Hermann, As Torres de Bois-Maury -- Babette (1985), pranchas 1-2
domingo, 4 de agosto de 2013
50 álbuns: 3. Sterne, O AVIÃO DO NANGA (1987) -- num inferno branco de neve e solitude
Um mapa centrado no Indocuche,
abre a primeira prancha de O
Avião do Nanga (1987),
de René Sterne (1952-2006). O nome desta cordilheira afegã tem uma
sonoridade com o peso de séculos, tempo que lhe empresta uma aura de
terra mítica ou inventada, uma Camelote, ou coisa assim. E no
entanto, o Indocuche existe; e ao contrário doutros topónimos
congéneres – Cartago, Bagdade, Samarcanda, Timbuctu... – , cujo
prestígio lendário pretérito não aguenta o confronto com a
realidade presente, o Indocuche, por onde passou um raio chamado
Alexandre o Grande e hoje brotam talibãs como as papoilas
autóctones, persiste em desinquietar-nos, como uma vinheta de
Hermann para um argumento de Greg...
Nessas
montanhas, nesse "inferno branco" de neve e solitude,
despenha-se um monomotor pilotado por Adler von Berg, um ex-desertor
da Luftwaffe (já estamos em 1948), como viremos a saber adiante.
Ileso, porém sem rádio e poucos víveres. Ao longe, um
carreiro de formigas é uma caravana de camelos da Bactriana. Um tiro
despedido por Adler ecoa por entre as fragas himalaicas. Se ouviram,
não se sabe. A meio caminho entre duas cidades, Gilgit e Laore,
Adler exclama: «Desta vez é o fim... Estou perdido!»
Com
as cores frias inicias que lhe deu Chantal de Spiegeleer (Kinshasa,
1957), a mulher do autor que nos é sugerida pela bela irlandesa
Hellen, a narrativa suspende-se nas paragens mais garridas e não
menos perigosas do Mar da China.
De
Terry
e os Piratas
a Corto
Maltese
a errância e o exótico foram sempre um ingrediente da BD, de
aventuras e para além disso.
Adler
– O Avião do Nanga
texto
e desenho: René Sterne
edição:
Edições Asa, Porto, 1990
(alterado em 30-X-2019)
quinta-feira, 25 de julho de 2013
50 álbuns: 2. Loisel & Tripp, MARIE (2006) -- é noite em Notre-Dame-des-Lacs
Uma noite calma, enluarada, talvez primaveril, talvez estival; semi-panorama da aldeia de Notre-Dame-des-Lacs, no Quebeque; apenas uma casa com luz, numa água-furtada. Vinheta a vinheta, vamo-nos aproximando, entrando na casa, franqueando a loja, com a salamandra ao centro, apagada -- enquanto o narrador, Félix Ducharme, nos fala da sua vida parada nessa casa-armazém que foi dos pais e agora é sua, e no único desvio que essa existência parece ter conhecido -- Marie Coutu, rapariga que trouxe doutra aldeia. Vamos subindo as escadas, vemos uma foto de casamento, até nos aproximarmos, na última vinheta da segunda prancha, duma porta entreaberta, que dá para um interior iluminado -- a luz que se via na água-furtada nessa noite, enluarada e calma.

(DADOS EM ANÁLISE):
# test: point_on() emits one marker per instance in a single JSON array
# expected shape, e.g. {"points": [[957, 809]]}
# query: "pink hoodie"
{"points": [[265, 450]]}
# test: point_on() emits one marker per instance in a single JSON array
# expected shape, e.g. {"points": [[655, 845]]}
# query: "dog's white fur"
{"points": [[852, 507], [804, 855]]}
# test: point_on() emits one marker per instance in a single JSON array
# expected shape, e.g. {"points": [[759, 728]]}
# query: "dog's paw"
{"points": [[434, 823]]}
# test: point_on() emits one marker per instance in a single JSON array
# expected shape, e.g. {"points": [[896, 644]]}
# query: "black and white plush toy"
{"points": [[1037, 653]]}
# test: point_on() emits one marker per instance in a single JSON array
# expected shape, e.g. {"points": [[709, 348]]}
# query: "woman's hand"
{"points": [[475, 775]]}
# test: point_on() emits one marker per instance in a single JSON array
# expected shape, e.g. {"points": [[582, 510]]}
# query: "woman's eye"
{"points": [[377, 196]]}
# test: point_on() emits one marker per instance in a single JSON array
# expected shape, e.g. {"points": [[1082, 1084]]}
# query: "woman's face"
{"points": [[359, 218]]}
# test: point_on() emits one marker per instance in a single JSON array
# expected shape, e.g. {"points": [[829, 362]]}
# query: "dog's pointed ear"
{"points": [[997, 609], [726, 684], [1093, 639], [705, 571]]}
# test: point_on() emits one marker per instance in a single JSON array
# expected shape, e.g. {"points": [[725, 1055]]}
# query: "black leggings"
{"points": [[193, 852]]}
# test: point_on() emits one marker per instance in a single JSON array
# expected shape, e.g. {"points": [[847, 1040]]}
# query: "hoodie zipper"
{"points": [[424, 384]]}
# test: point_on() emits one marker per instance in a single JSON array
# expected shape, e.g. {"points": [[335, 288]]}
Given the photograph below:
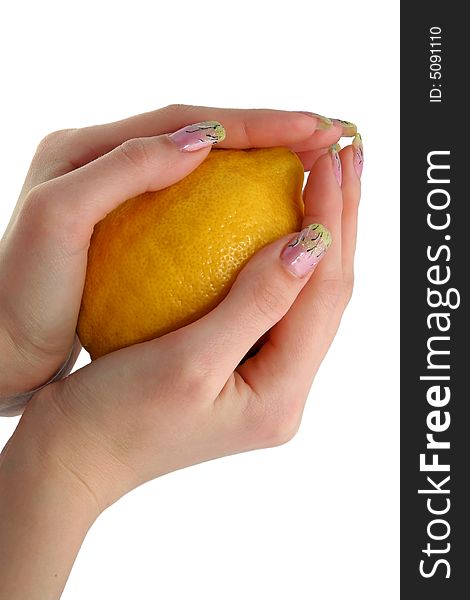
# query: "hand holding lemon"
{"points": [[175, 259]]}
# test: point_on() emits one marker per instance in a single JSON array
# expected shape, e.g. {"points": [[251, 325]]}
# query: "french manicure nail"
{"points": [[336, 162], [323, 122], [199, 135], [349, 129], [358, 154], [303, 253]]}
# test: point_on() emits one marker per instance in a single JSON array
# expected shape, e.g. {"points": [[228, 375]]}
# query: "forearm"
{"points": [[44, 518]]}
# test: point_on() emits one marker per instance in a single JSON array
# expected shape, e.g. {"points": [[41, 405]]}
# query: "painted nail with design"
{"points": [[349, 129], [358, 154], [303, 253], [199, 135], [323, 122], [338, 171]]}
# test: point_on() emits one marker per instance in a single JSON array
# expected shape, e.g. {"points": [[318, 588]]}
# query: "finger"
{"points": [[45, 254], [310, 157], [250, 128], [352, 158], [263, 292], [285, 365]]}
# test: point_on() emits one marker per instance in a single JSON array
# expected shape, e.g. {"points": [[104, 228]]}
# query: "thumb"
{"points": [[261, 295]]}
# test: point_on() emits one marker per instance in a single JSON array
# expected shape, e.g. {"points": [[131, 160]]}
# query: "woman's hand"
{"points": [[183, 398], [186, 397], [76, 177]]}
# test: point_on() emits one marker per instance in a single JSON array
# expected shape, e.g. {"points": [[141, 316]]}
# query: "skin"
{"points": [[143, 411]]}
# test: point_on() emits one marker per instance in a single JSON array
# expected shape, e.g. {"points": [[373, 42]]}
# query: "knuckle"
{"points": [[42, 214], [274, 421], [193, 376], [134, 151], [331, 293]]}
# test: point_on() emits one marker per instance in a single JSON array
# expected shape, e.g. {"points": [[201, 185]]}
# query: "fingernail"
{"points": [[336, 162], [303, 253], [349, 129], [199, 135], [323, 122], [358, 154]]}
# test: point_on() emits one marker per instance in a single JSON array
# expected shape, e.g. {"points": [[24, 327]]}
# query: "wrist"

(O QUE FAZER):
[A] Indique se cada afirmação concorda com o texto de origem, respondendo sim ou não e citando as palavras decisivas.
(i) A primeira prancha de O Avião do Nanga abre com um mapa centrado no Indocuche.
(ii) Após a queda do monomotor, Adler von Berg dispõe de rádio.
(iii) Em Marie, o narrador é Félix Ducharme.
[B] Responda, com base no texto de origem:
(i) Quem deu as cores a O Avião do Nanga?
(ii) Em que ano se passa a queda do monomotor de Adler von Berg?
(iii) Em que aldeia se passa a noite que abre Marie, e em que região fica essa aldeia?

(RESPOSTAS POR TAREFA):
[A]
(i) Sim: "Um mapa centrado no Indocuche, abre a primeira prancha de O Avião do Nanga (1987)"
(ii) Não: "Ileso, porém sem rádio e poucos víveres."
(iii) Sim: "o narrador, Félix Ducharme"

[B]
(i) Chantal de Spiegeleer.
(ii) Em 1948.
(iii) Em Notre-Dame-des-Lacs, no Quebeque.